> **WHAT THIS TASK INVOLVES**
A word-for-word transcription of the records is required.
--- TASK INPUTS Enclosed Below ---
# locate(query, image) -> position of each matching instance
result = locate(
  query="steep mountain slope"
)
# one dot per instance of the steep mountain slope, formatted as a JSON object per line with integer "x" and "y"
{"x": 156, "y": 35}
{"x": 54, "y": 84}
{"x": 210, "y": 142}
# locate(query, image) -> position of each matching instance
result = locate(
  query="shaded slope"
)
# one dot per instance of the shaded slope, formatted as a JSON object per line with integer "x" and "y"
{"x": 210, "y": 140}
--- End of Enclosed TASK INPUTS ---
> **ANSWER TO THIS TASK**
# locate(query, image) -> position of each matching instance
result = locate(
  query="steep mountain slope"
)
# one dot per instance of the steep mountain slope, formatted as a JSON object per line with integer "x" and "y"
{"x": 156, "y": 35}
{"x": 54, "y": 84}
{"x": 210, "y": 142}
# locate(query, image) -> position of each matching instance
result = locate(
  query="shaded slope"
)
# one dot per instance of the shaded slope, formatted as a JSON object per line with integer "x" and "y"
{"x": 210, "y": 140}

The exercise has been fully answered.